(Extracted data entries)
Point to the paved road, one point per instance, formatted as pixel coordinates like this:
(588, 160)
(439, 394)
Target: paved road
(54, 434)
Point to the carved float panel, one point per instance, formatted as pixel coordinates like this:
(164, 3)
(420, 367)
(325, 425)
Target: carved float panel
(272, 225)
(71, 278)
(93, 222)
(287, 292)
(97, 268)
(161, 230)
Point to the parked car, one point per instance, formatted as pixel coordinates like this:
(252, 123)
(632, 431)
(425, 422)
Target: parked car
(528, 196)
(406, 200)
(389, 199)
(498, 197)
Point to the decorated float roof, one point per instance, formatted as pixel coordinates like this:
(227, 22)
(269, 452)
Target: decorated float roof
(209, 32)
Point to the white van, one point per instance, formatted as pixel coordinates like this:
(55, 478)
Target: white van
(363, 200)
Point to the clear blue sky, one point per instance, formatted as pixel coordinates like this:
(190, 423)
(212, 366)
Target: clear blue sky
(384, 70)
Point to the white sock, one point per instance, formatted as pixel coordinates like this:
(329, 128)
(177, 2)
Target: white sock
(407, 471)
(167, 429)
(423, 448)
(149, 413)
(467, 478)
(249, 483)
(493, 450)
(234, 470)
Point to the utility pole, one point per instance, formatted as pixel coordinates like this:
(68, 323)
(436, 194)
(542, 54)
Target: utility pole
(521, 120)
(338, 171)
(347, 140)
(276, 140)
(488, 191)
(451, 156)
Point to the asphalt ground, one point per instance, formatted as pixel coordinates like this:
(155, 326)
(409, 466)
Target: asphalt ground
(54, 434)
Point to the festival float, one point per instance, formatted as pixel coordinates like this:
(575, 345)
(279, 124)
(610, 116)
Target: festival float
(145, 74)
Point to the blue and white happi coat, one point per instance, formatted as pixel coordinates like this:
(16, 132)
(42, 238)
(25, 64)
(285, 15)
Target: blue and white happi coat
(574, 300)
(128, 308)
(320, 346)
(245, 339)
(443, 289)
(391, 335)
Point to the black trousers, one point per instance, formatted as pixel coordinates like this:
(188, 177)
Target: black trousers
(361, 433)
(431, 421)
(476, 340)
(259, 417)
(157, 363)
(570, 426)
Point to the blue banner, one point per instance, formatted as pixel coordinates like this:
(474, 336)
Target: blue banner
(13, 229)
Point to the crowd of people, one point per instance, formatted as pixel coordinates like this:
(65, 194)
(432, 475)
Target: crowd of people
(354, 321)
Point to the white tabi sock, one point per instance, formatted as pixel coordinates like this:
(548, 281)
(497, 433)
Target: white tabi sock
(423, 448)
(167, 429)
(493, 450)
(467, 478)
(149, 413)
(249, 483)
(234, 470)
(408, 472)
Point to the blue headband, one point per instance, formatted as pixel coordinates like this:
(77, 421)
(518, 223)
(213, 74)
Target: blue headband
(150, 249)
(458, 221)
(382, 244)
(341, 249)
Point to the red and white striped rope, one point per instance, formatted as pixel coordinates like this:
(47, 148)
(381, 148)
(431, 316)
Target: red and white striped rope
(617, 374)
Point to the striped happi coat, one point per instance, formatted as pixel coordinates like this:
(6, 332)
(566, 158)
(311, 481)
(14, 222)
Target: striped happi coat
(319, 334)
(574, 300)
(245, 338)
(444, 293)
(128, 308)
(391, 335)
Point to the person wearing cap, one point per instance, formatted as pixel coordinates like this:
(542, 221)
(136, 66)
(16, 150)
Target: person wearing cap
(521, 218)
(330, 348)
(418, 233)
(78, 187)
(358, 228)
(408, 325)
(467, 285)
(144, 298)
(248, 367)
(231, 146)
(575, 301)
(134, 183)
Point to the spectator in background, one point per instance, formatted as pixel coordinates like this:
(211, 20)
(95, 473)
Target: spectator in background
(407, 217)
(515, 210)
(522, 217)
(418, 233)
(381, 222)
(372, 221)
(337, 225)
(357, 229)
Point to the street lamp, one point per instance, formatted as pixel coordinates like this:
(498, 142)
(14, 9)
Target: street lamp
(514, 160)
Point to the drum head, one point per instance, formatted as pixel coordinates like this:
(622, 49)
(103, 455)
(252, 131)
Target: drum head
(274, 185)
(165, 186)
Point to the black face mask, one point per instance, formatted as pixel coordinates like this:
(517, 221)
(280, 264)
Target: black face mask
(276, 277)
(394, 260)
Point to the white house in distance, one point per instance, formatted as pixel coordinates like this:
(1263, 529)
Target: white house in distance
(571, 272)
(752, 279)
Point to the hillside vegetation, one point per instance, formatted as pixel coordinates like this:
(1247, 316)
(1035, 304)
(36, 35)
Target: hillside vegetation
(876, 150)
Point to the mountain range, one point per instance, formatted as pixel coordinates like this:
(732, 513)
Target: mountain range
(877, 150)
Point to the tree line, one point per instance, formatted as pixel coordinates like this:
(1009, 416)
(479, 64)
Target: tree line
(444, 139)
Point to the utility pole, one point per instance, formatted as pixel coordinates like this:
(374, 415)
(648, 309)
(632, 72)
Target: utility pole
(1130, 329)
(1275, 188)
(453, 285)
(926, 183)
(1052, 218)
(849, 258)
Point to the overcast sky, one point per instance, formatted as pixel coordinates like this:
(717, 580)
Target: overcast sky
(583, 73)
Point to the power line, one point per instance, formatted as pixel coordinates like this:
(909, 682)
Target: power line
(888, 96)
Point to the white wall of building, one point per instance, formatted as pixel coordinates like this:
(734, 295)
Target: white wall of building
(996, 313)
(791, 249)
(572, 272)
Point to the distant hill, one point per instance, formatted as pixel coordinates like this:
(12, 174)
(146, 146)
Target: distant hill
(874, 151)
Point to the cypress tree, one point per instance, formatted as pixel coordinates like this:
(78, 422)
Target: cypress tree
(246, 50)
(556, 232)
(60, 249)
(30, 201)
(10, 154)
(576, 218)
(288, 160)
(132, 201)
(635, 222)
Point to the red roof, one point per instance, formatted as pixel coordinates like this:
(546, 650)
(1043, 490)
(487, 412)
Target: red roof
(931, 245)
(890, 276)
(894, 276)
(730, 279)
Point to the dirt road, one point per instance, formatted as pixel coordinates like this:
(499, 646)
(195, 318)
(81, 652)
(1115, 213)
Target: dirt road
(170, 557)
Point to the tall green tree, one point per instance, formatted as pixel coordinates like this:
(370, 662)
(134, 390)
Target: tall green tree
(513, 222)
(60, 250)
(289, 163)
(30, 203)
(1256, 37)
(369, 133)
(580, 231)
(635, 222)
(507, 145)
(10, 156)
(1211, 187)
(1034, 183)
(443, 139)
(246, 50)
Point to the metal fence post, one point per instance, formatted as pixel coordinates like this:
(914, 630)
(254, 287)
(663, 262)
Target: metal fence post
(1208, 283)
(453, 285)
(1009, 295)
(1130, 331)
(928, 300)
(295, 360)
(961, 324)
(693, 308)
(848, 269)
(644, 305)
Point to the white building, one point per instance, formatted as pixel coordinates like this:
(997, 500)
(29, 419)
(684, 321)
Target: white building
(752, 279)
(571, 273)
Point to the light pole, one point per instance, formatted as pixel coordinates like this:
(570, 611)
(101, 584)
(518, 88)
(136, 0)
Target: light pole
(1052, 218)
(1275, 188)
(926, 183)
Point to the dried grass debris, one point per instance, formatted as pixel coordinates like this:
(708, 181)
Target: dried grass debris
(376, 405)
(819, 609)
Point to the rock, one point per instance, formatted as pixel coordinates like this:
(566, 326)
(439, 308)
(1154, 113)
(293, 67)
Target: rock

== Directive ==
Repeat, exactly and only, the lines above from the one containing "Point to the white building, one" through the end of the material.

== Written response ==
Point to the white building, one point per instance, formatted as pixel coordinates like this:
(997, 500)
(29, 419)
(684, 321)
Target: white building
(752, 279)
(571, 273)
Point to the light pole, one point per instance, formatted as pixel coordinates like this:
(570, 611)
(101, 584)
(518, 88)
(136, 0)
Target: light pole
(1052, 218)
(1275, 188)
(926, 183)
Point to the dried grass debris, one point per instance, formatted as pixel coordinates like this:
(708, 181)
Target: dried grass debris
(376, 405)
(819, 609)
Point to the rock, one point per instance, formatted as pixel coordinates like this:
(566, 326)
(439, 308)
(1154, 113)
(293, 67)
Target: rock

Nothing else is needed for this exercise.